*** Document passage Section Begins ***

Spiders suitable for spider fighting are almost always adult female orb-weavers from the genus Neoscona. Only the spiders coming from this genus are called damang or kaka (or in English as "derby spiders" or "fighting spiders"). The most commonly utilized species is Neoscona punctigera, but other species used include: Neoscona aldinei, Neoscona ampoyae, Neoscona facundoi, Neoscona lipana, Neoscona marauoyi, Neoscona nautica, Neoscona rumpfi, Neoscona shereeae, Neoscona theisi, and Neoscona vigilans.

The spiders are usually caught in trees and bushes in the early morning or during dusk when the spiders come out to spin webs. After capture or in-between fights, the spiders are stabled in used matchboxes. These matchboxes usually have separate cells to house several spiders. The cells are normally made from discarded cardboard or a single blade of coconut leaf bent several times inside the matchbox. Some trainers assemble a "langsaranan" where the spider is released to a plant enclosed by a net or a plastic bottle with tiny holes.

===Fighting===
Most spider fights are done with a single piece of dried coconut leaf midrib (usually taken from a broom made from such midribs; Cebuano: gungi, Tagalog: walis tingting) or bamboo. Spiders are placed at both ends and encouraged to move toward each other and fight. The sticks are thin enough to ensure that the spiders have no choice but to meet. It is held by one child who ensures that the spiders do not escape by alternately switching grip from one end to the other. How a fight ends is agreed upon beforehand. Fights to the death will end with one spider being bitten, paralyzed, and swiftly wrapped in silk. Non-lethal matches end when one spider falls from the stick (once or several times, depending on the agreement). Occasionally, the child holding the stick may need to quickly intervene in a non-lethal fight to prevent the winning spider from eating the losing spider.

*** Document passage Section Ends ***

# Work to be completed:
Copy the part of the spider-fighting text that opens with the words containing "Spiders suitable for" and closes with "and Neoscona vigilans.", switching "orb-weavers" to "orb-weaving spiders". The entries aren't needed for this.

*** Data extract Section Begins ***

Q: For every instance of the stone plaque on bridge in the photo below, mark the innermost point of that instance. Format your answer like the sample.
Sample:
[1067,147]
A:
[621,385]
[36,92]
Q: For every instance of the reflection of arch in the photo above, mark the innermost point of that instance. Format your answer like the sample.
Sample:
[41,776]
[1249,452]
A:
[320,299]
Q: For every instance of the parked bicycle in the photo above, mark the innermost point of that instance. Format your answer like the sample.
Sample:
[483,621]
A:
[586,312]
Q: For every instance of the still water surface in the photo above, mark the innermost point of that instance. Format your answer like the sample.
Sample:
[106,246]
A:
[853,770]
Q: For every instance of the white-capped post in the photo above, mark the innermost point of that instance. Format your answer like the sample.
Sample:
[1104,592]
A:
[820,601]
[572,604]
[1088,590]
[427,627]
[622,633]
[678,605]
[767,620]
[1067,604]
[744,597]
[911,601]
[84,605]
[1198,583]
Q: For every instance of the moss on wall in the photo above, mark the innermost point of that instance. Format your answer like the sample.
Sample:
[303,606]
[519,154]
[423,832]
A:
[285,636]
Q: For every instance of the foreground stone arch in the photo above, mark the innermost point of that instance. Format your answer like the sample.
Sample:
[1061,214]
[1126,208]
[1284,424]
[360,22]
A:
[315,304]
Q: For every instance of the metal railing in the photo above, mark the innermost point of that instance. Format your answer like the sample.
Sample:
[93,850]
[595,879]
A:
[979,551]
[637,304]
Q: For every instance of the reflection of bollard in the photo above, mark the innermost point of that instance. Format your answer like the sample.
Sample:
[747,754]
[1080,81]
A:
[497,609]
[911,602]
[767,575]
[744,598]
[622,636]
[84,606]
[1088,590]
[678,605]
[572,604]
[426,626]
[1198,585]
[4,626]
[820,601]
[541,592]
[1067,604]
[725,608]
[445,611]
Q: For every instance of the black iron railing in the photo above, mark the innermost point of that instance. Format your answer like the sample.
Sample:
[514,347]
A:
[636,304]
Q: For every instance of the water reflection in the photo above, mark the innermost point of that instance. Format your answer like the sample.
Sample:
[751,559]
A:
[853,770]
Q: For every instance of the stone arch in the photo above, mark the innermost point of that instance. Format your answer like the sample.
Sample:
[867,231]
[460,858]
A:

*** Data extract Section Ends ***

# Task response:
Spiders suitable for spider fighting are almost always adult female orb-weaving spiders from the genus Neoscona. Only the spiders coming from this genus are called damang or kaka (or in English as "derby spiders" or "fighting spiders"). The most commonly utilized species is Neoscona punctigera, but other species used include: Neoscona aldinei, Neoscona ampoyae, Neoscona facundoi, Neoscona lipana, Neoscona marauoyi, Neoscona nautica, Neoscona rumpfi, Neoscona shereeae, Neoscona theisi, and Neoscona vigilans.